→ TEXT SHOWN
** begin **
Deep Neural Network Comparison


In [5]:
#Load necessary libraries
import tensorflow as tf
import numpy as np
import tensorflow.contrib.slim as slim
import input_data
import matplotlib.pyplot as plt
%matplotlib inline


---------------------------------------------------------------------------
ImportError                               Traceback (most recent call last)
<ipython-input-5-3104acb65a27> in <module>()
      1 #Load necessary libraries
----> 2 import tensorflow as tf
      3 import numpy as np
      4 import tensorflow.contrib.slim as slim
      5 import input_data

ImportError: No module named tensorflow

Load CIFAR Dataset

To obtain the CIFAR10 dataset, go here: https://www.cs.toronto.edu/~kriz/cifar.html

The training data is stored in 5 separate files, and we will alternate between them during training.


In [ ]:
def unpickle(file):
    import cPickle
    fo = open(file, 'rb')
    dict = cPickle.load(fo)
    fo.close()
    return dict

In [ ]:
currentCifar = 1
cifar = unpickle('./cifar10/data_batch_1')
cifarT = unpickle('./cifar10/test_batch')

In [ ]:
total_layers = 25 #Specify how deep we want our network
units_between_stride = total_layers / 5

RegularNet

A Deep Neural Network composed exclusively of regular and strided convolutional layers. While this architecture works well for relatively shallow networks, it becomes increasingly more difficult to train as the network depth increases.
** end **
→ YOUR TASKS
A: Rewrite the part of the deep neural network comparison text starting at "return dict" and ending at "network depth increases.", substituting "num_layers" for "total_layers".
B: According to the deep neural network comparison text, why does training alternate between several files?
C: Write the next part of the deep neural network comparison text, picking up after its final sentence.

→ PROVIDED MATERIAL
** begin **
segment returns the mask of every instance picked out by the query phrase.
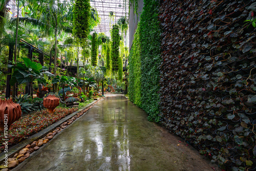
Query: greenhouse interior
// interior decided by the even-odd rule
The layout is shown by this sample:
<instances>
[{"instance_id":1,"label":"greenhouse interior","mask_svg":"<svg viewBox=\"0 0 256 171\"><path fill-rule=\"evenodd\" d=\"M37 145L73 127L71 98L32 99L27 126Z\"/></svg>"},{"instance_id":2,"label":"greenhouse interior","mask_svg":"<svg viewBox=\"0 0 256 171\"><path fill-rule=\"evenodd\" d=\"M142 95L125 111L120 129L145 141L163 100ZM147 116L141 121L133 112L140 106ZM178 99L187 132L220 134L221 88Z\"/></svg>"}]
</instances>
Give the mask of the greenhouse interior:
<instances>
[{"instance_id":1,"label":"greenhouse interior","mask_svg":"<svg viewBox=\"0 0 256 171\"><path fill-rule=\"evenodd\" d=\"M0 171L256 170L255 16L0 0Z\"/></svg>"}]
</instances>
** end **
→ ANSWERS GIVEN
A:
return dict

In [ ]:
currentCifar = 1
cifar = unpickle('./cifar10/data_batch_1')
cifarT = unpickle('./cifar10/test_batch')

In [ ]:
num_layers = 25 #Specify how deep we want our network
units_between_stride = num_layers / 5

RegularNet

A Deep Neural Network composed exclusively of regular and strided convolutional layers. While this architecture works well for relatively shallow networks, it becomes increasingly more difficult to train as the network depth increases.

B: Training alternates between files because the CIFAR10 training data is stored in five separate files.

C:
In [ ]:
tf.reset_default_graph()

input_layer = tf.placeholder(shape=[None,32,32,3],dtype=tf.float32,name='input')
label_layer = tf.placeholder(shape=[None],dtype=tf.int32)
label_oh = slim.layers.one_hot_encoding(label_layer,10)

layer1 = slim.conv2d(input_layer,64,[3,3],normalizer_fn=slim.batch_norm,scope='conv_'+str(0))
for i in range(5):
    for j in range(units_between_stride):
        layer1 = slim.conv2d(layer1,64,[3,3],normalizer_fn=slim.batch_norm,scope='conv_'+str((j+1) + (i*units_between_stride)))
    layer1 = slim.conv2d(layer1,64,[3,3],stride=[2,2],normalizer_fn=slim.batch_norm,scope='conv_s_'+str(i))
    
top = slim.conv2d(layer1,10,[3,3],normalizer_fn=slim.batch_norm,activation_fn=None,scope='conv_top')

output = slim.layers.softmax(slim.layers.flatten(top))

loss = tf.reduce_mean(-tf.reduce_sum(label_oh * tf.log(output) + 1e-10, axis=[1]))
trainer = tf.train.AdamOptimizer(learning_rate=0.001)
update = trainer.minimize(loss)

ResNet

An implementation of a Residual Network as described in Identity Mappings in Deep Residual Networks.


In [ ]:
def resUnit(input_layer,i):
    with tf.variable_scope("res_unit"+str(i)):
        part1 = slim.batch_norm(input_layer,activation_fn=None)
        part2 = tf.nn.relu(part1)
        part3 = slim.conv2d(part2,64,[3,3],activation_fn=None)
        part4 = slim.batch_norm(part3,activation_fn=None)
        part5 = tf.nn.relu(part4)
        part6 = slim.conv2d(part5,64,[3,3],activation_fn=None)
        output = input_layer + part6
        return output

tf.reset_default_graph()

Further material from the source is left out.